Items listed in a dataset:

----------------

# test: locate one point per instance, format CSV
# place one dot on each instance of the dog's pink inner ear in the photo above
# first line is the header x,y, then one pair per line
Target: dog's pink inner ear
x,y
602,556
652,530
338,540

----------------

Set down each line exactly as it appears in the data.

Solution to this exercise:
# test: locate one point per instance, format CSV
# place one dot on each instance of the dog's pink inner ear in the photo above
# first line is the header x,y, then one pair per line
Target: dog's pink inner ear
x,y
602,556
652,530
338,540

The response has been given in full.